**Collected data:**
━━━━━━━━━━━━━━━━

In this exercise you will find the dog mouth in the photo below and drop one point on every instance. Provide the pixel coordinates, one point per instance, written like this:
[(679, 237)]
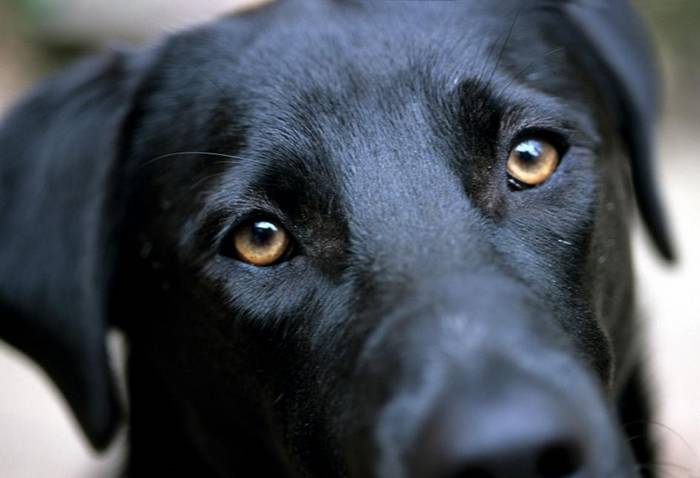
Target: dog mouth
[(454, 396)]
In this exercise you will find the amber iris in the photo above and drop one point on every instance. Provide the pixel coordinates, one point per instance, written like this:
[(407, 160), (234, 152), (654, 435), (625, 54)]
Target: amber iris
[(532, 162), (260, 243)]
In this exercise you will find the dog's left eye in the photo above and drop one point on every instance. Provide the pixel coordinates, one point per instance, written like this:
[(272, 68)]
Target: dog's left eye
[(259, 242), (531, 162)]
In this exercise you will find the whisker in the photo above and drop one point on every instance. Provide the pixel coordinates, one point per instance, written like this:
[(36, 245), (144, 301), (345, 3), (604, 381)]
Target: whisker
[(185, 153), (525, 68)]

━━━━━━━━━━━━━━━━

**The problem:** All of the data gets printed again exactly; the pictures do not.

**Written answer:**
In this exercise you will find the dog mouth in the photo below and drop one point on every instance. Provide the pixel coordinates, one point per instance, written like this:
[(679, 237)]
Target: dog mouth
[(454, 396)]
In this exercise you will find the amber iris in the photo above and drop one point on every instance. Provide the pixel coordinates, one point per instance, written like this:
[(407, 160), (234, 152), (654, 435), (625, 54)]
Target: amber iris
[(532, 162), (260, 243)]
In this exercise you will find the dog's left eye in the photo above and drop one point on every instance. Provide the pixel coordinates, one point per instance, written like this:
[(272, 68)]
Target: dog's left eye
[(259, 242), (531, 162)]
In this exercise you will find the whisker in the photo above and drop one point on every instance. Provide the pixel coordinates, one point per instance, written like this:
[(36, 245), (144, 301), (345, 3), (604, 381)]
Target: whisker
[(185, 153), (525, 68)]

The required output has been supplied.